WORK TASK> Could you reproduce, word for word, the passage of the Armour lab results thread below, starting with "She says that" and going on through "FT4 1.1 (0.7-1.9)"?

EXCERPT TO READ>
○ ○ ○

# latest labs on Armour...weird? advice?



## Enigma (Jun 13, 2011)

First labs on Armour (see the other results on synthetics in my signature). on 90mg Armour. Due to lab #s doc wants to lower it to 75 mg.

Been having some anxiety and ravenous hunger.... but overall feel pretty good. Also have dietary issues (eating too much fructose via Agave Nectar) so not sure how much that contributes to the numbers.

The FT3 looks ok but FT4 still looks low? TSH very low, but my doc says they don't treat based on TSH.

She says that this dosage is REPLACING my thyroid function, and they just want to "aid" my thyroid. However, I did not feel well on 75 mg, so not sure why I need to go back down.

Any thoughts/advice??

TSH 0.042 (0.400.4.00)
FT3 4.1 (2.8-5.3)
FT4 1.1 (0.7-1.9)

Vit D 38


----------



## McKenna (Jun 23, 2010)

Your FT3 it at about the mid point, which is good.

Anytime you're on a natural replacement, your TSH will be supressed and your FT4 will be lower. It's very good that your doctor doesn't dose based on TSH!

○ ○ ○

DATA SECTION>
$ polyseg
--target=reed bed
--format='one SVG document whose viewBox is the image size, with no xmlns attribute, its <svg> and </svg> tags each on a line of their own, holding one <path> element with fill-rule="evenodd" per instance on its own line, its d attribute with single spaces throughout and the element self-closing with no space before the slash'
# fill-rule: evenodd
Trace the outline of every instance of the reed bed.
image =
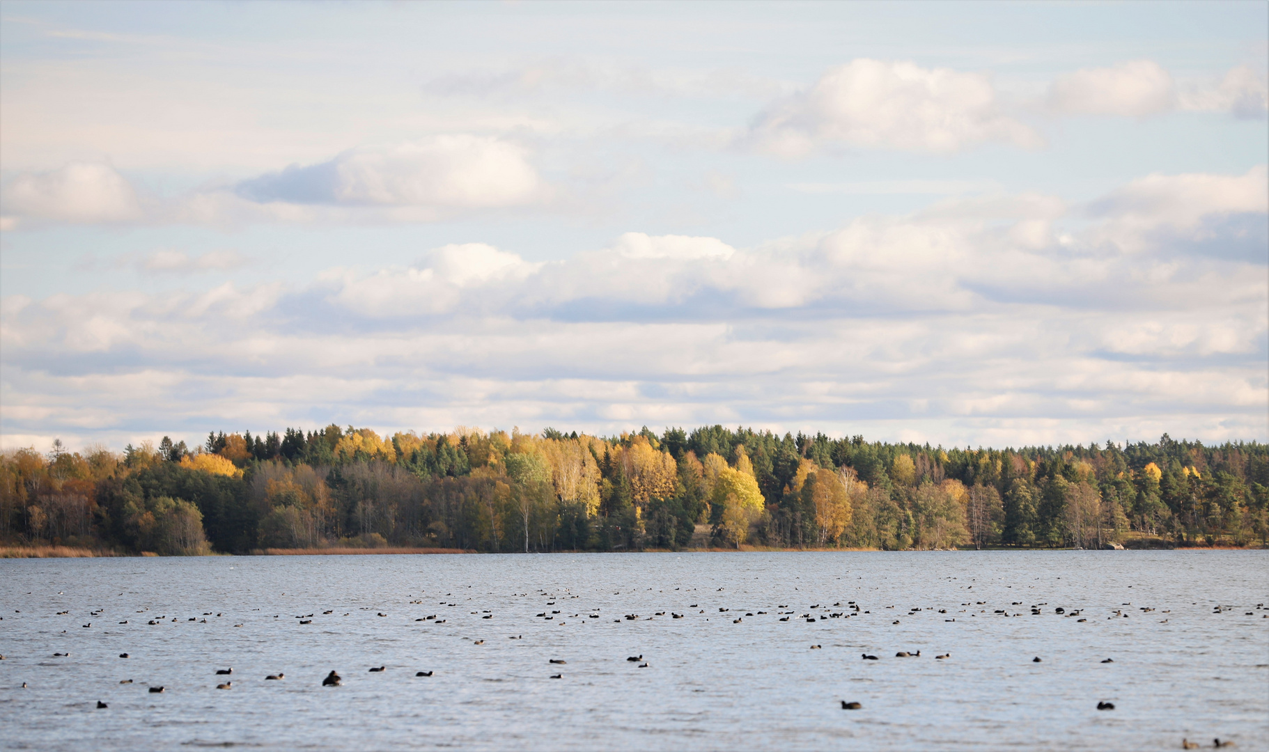
<svg viewBox="0 0 1269 752">
<path fill-rule="evenodd" d="M 462 548 L 409 548 L 409 547 L 386 547 L 386 548 L 353 548 L 353 547 L 331 547 L 331 548 L 265 548 L 256 549 L 251 553 L 268 555 L 268 557 L 315 557 L 315 555 L 362 555 L 362 554 L 467 554 L 476 553 L 466 550 Z"/>
<path fill-rule="evenodd" d="M 70 545 L 0 545 L 0 559 L 91 559 L 118 555 L 113 550 Z"/>
</svg>

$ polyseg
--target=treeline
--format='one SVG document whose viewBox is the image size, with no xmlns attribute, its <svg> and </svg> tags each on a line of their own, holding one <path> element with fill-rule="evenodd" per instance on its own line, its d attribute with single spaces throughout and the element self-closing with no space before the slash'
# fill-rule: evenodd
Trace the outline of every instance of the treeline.
<svg viewBox="0 0 1269 752">
<path fill-rule="evenodd" d="M 326 426 L 0 458 L 0 538 L 131 552 L 1096 548 L 1269 540 L 1269 446 L 943 449 L 723 426 Z"/>
</svg>

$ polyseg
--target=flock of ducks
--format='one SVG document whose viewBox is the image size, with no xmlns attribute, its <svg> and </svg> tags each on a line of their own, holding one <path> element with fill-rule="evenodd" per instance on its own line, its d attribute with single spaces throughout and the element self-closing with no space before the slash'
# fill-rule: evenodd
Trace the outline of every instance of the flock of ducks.
<svg viewBox="0 0 1269 752">
<path fill-rule="evenodd" d="M 722 591 L 723 588 L 718 588 L 718 590 Z M 445 595 L 449 596 L 452 593 L 445 593 Z M 527 596 L 528 593 L 523 593 L 523 595 Z M 541 591 L 541 595 L 546 595 L 546 591 Z M 547 597 L 557 599 L 557 600 L 560 599 L 560 596 L 547 596 Z M 567 596 L 567 597 L 580 597 L 580 596 L 574 595 L 574 596 Z M 551 601 L 547 602 L 547 605 L 553 606 L 553 605 L 556 605 L 557 600 L 551 600 Z M 410 601 L 410 602 L 411 604 L 421 604 L 423 601 L 419 600 L 419 601 Z M 447 601 L 440 601 L 440 602 L 443 605 L 447 605 L 447 606 L 457 606 L 458 605 L 457 602 L 447 602 Z M 985 606 L 986 601 L 964 602 L 964 604 L 961 604 L 961 605 L 962 606 Z M 1013 602 L 1011 604 L 1011 606 L 1020 606 L 1020 605 L 1023 605 L 1023 604 L 1020 604 L 1020 602 Z M 1044 606 L 1044 605 L 1047 605 L 1047 604 L 1037 604 L 1037 605 L 1030 606 L 1032 615 L 1039 615 L 1039 614 L 1042 614 L 1041 606 Z M 1123 605 L 1124 606 L 1129 606 L 1131 604 L 1123 604 Z M 698 609 L 698 606 L 699 606 L 699 604 L 692 604 L 690 609 Z M 871 614 L 872 613 L 872 611 L 863 611 L 860 609 L 860 606 L 855 601 L 848 601 L 845 605 L 843 605 L 841 602 L 835 602 L 835 604 L 832 604 L 831 607 L 843 607 L 843 610 L 838 611 L 838 613 L 816 614 L 815 613 L 816 610 L 830 610 L 830 607 L 829 606 L 821 606 L 820 604 L 813 604 L 813 605 L 810 606 L 810 610 L 807 613 L 799 614 L 798 619 L 799 620 L 805 619 L 808 623 L 813 623 L 813 621 L 817 621 L 817 620 L 827 620 L 827 619 L 843 619 L 843 618 L 850 619 L 853 616 L 860 616 L 862 614 Z M 887 609 L 895 609 L 895 607 L 896 606 L 887 606 Z M 1258 610 L 1259 609 L 1264 609 L 1264 607 L 1265 607 L 1264 604 L 1258 604 L 1256 605 Z M 788 609 L 788 606 L 787 605 L 780 605 L 780 606 L 777 606 L 777 609 Z M 363 610 L 369 610 L 369 609 L 363 609 Z M 598 609 L 593 609 L 593 610 L 598 611 Z M 727 609 L 727 607 L 720 607 L 718 609 L 718 611 L 723 613 L 723 614 L 726 614 L 731 609 Z M 907 616 L 917 615 L 923 610 L 933 610 L 933 609 L 912 607 L 912 609 L 909 610 Z M 1233 610 L 1233 606 L 1216 606 L 1216 610 L 1213 613 L 1220 614 L 1220 613 L 1228 611 L 1228 610 Z M 1058 606 L 1058 607 L 1055 609 L 1053 613 L 1056 615 L 1060 615 L 1060 616 L 1079 618 L 1079 616 L 1081 616 L 1081 611 L 1082 611 L 1082 609 L 1076 609 L 1076 610 L 1067 611 L 1062 606 Z M 1150 614 L 1150 613 L 1155 611 L 1155 609 L 1152 609 L 1152 607 L 1140 607 L 1140 611 L 1142 613 L 1142 615 L 1145 615 L 1145 614 Z M 141 611 L 138 611 L 138 613 L 141 613 Z M 332 613 L 334 613 L 332 610 L 326 610 L 326 611 L 322 611 L 322 615 L 330 615 Z M 477 611 L 472 611 L 472 614 L 476 614 L 476 613 Z M 947 614 L 947 609 L 939 609 L 938 613 L 939 614 Z M 966 611 L 962 610 L 961 613 L 963 614 Z M 980 609 L 978 613 L 986 614 L 986 609 Z M 1162 614 L 1167 614 L 1167 613 L 1169 613 L 1167 610 L 1162 611 Z M 100 614 L 102 614 L 102 610 L 91 611 L 93 616 L 98 616 Z M 483 614 L 485 615 L 482 615 L 481 619 L 492 619 L 494 618 L 494 614 L 491 611 L 483 611 Z M 704 609 L 699 609 L 698 614 L 704 614 Z M 777 611 L 777 615 L 779 615 L 779 621 L 789 621 L 791 618 L 794 614 L 796 614 L 796 611 Z M 58 611 L 57 615 L 69 615 L 69 611 Z M 209 615 L 211 615 L 209 611 L 206 613 L 206 614 L 203 614 L 203 616 L 204 616 L 203 623 L 207 621 L 206 616 L 209 616 Z M 223 614 L 216 614 L 216 615 L 217 616 L 222 616 Z M 344 616 L 348 616 L 348 615 L 350 615 L 350 614 L 344 614 Z M 377 611 L 376 615 L 377 616 L 387 616 L 387 614 L 385 614 L 382 611 Z M 561 615 L 561 610 L 552 610 L 549 614 L 546 613 L 546 611 L 542 611 L 542 613 L 537 614 L 536 618 L 544 619 L 544 620 L 553 620 L 557 615 L 561 618 L 560 623 L 563 624 L 565 616 Z M 646 619 L 651 620 L 655 616 L 664 616 L 664 615 L 666 615 L 666 611 L 656 611 L 654 616 L 647 616 Z M 756 613 L 755 611 L 746 611 L 745 613 L 745 616 L 763 616 L 763 615 L 768 615 L 768 611 L 756 611 Z M 971 614 L 971 615 L 977 615 L 977 614 Z M 997 610 L 994 611 L 994 615 L 1010 616 L 1009 609 L 997 609 Z M 1253 615 L 1253 613 L 1247 611 L 1247 615 Z M 687 614 L 679 614 L 679 613 L 673 613 L 671 611 L 670 616 L 673 619 L 683 619 L 683 618 L 687 616 Z M 1022 614 L 1020 613 L 1013 614 L 1013 616 L 1022 616 Z M 581 616 L 581 613 L 579 611 L 577 614 L 572 614 L 571 618 L 582 618 L 582 616 Z M 599 614 L 598 613 L 596 614 L 588 614 L 588 618 L 589 619 L 599 619 Z M 1108 616 L 1108 619 L 1119 619 L 1119 618 L 1124 618 L 1126 619 L 1126 618 L 1128 618 L 1128 614 L 1124 613 L 1122 609 L 1118 609 L 1118 610 L 1114 610 L 1112 613 L 1112 616 Z M 1265 618 L 1269 618 L 1269 615 L 1266 615 Z M 296 619 L 299 620 L 301 625 L 307 625 L 307 624 L 312 623 L 313 614 L 296 616 Z M 194 621 L 195 619 L 192 618 L 189 620 Z M 634 620 L 641 620 L 641 616 L 638 614 L 627 614 L 622 619 L 614 619 L 615 623 L 634 621 Z M 945 619 L 945 620 L 947 621 L 954 621 L 956 618 L 953 616 L 953 618 Z M 1088 620 L 1088 618 L 1079 618 L 1077 619 L 1077 621 L 1081 621 L 1081 623 L 1086 621 L 1086 620 Z M 155 625 L 155 624 L 160 624 L 160 623 L 164 623 L 164 621 L 166 621 L 166 616 L 160 616 L 157 620 L 150 620 L 148 624 Z M 178 621 L 178 619 L 173 618 L 171 621 Z M 444 624 L 445 619 L 438 619 L 438 615 L 431 615 L 431 616 L 425 616 L 425 618 L 415 619 L 415 621 L 431 621 L 434 624 Z M 731 621 L 732 621 L 732 624 L 740 624 L 740 623 L 744 621 L 744 616 L 737 616 L 736 619 L 732 619 Z M 1166 619 L 1162 620 L 1162 621 L 1166 623 Z M 119 624 L 127 624 L 127 620 L 121 621 Z M 892 624 L 900 624 L 900 620 L 896 619 L 896 620 L 892 621 Z M 90 628 L 91 623 L 84 624 L 82 626 L 84 628 Z M 241 624 L 235 624 L 233 626 L 242 626 L 242 625 Z M 523 639 L 523 635 L 513 635 L 510 639 Z M 483 639 L 472 640 L 472 644 L 481 645 L 481 644 L 485 644 L 485 640 Z M 811 649 L 820 649 L 822 645 L 812 644 Z M 56 658 L 70 657 L 70 653 L 69 652 L 66 652 L 66 653 L 58 652 L 58 653 L 53 653 L 53 657 L 56 657 Z M 119 653 L 119 658 L 128 658 L 128 657 L 129 657 L 129 653 Z M 921 657 L 921 651 L 920 649 L 917 649 L 917 651 L 897 651 L 895 653 L 895 657 L 896 658 L 920 658 Z M 945 659 L 949 659 L 950 657 L 952 657 L 952 653 L 948 652 L 948 653 L 938 654 L 934 658 L 938 659 L 938 661 L 945 661 Z M 0 654 L 0 661 L 3 661 L 4 658 L 5 657 L 3 654 Z M 868 654 L 868 653 L 860 653 L 860 658 L 863 661 L 879 661 L 881 659 L 878 656 L 873 656 L 873 654 Z M 638 668 L 647 668 L 650 666 L 648 662 L 643 659 L 643 654 L 642 653 L 638 654 L 638 656 L 629 656 L 628 658 L 626 658 L 626 661 L 631 662 L 631 663 L 636 663 L 638 666 Z M 1036 656 L 1034 658 L 1032 658 L 1032 662 L 1033 663 L 1041 663 L 1042 658 L 1039 656 Z M 1105 658 L 1105 659 L 1101 661 L 1101 663 L 1114 663 L 1114 659 Z M 562 666 L 562 664 L 567 664 L 567 661 L 565 661 L 562 658 L 549 658 L 548 659 L 548 664 Z M 386 672 L 386 671 L 387 671 L 386 666 L 371 667 L 368 670 L 369 673 L 382 673 L 382 672 Z M 228 676 L 232 676 L 232 675 L 233 675 L 233 668 L 232 667 L 216 670 L 216 676 L 228 677 Z M 416 677 L 430 677 L 430 676 L 433 676 L 433 671 L 418 671 L 415 673 L 415 676 Z M 283 672 L 279 671 L 278 673 L 270 673 L 270 675 L 265 676 L 264 678 L 265 678 L 265 681 L 282 681 L 282 680 L 286 678 L 286 673 L 283 673 Z M 563 675 L 562 673 L 553 673 L 553 675 L 549 675 L 549 678 L 560 680 L 560 678 L 563 678 Z M 119 684 L 133 684 L 133 680 L 131 680 L 131 678 L 122 680 Z M 338 686 L 341 686 L 341 685 L 343 685 L 343 677 L 340 677 L 339 672 L 334 671 L 334 670 L 330 673 L 327 673 L 326 677 L 322 678 L 322 681 L 321 681 L 321 686 L 324 686 L 324 687 L 338 687 Z M 27 687 L 27 682 L 23 682 L 22 686 L 23 686 L 23 689 L 25 689 Z M 226 678 L 223 682 L 217 684 L 216 689 L 217 690 L 231 690 L 231 689 L 233 689 L 233 681 Z M 165 687 L 161 686 L 161 685 L 150 686 L 148 687 L 148 692 L 150 694 L 162 694 L 164 691 L 165 691 Z M 841 703 L 841 709 L 843 710 L 863 710 L 863 703 L 860 703 L 860 701 L 857 701 L 857 700 L 840 700 L 840 703 Z M 104 703 L 104 701 L 98 700 L 96 701 L 96 708 L 98 709 L 107 709 L 107 708 L 109 708 L 109 705 L 107 703 Z M 1114 706 L 1113 703 L 1103 700 L 1103 701 L 1099 701 L 1096 704 L 1096 709 L 1098 710 L 1114 710 L 1115 706 Z M 1212 741 L 1212 747 L 1213 748 L 1223 748 L 1223 747 L 1233 747 L 1233 746 L 1235 746 L 1235 743 L 1232 741 L 1221 741 L 1220 738 L 1216 738 L 1216 739 Z M 1197 749 L 1198 747 L 1199 747 L 1199 744 L 1197 742 L 1192 742 L 1188 738 L 1181 739 L 1181 748 L 1184 748 L 1184 749 Z"/>
</svg>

○ ○ ○

RESULT FOR THIS EXERCISE>
She says that this dosage is REPLACING my thyroid function, and they just want to "aid" my thyroid. However, I did not feel well on 75 mg, so not sure why I need to go back down.

Any thoughts/advice??

TSH 0.042 (0.400.4.00)
FT3 4.1 (2.8-5.3)
FT4 1.1 (0.7-1.9)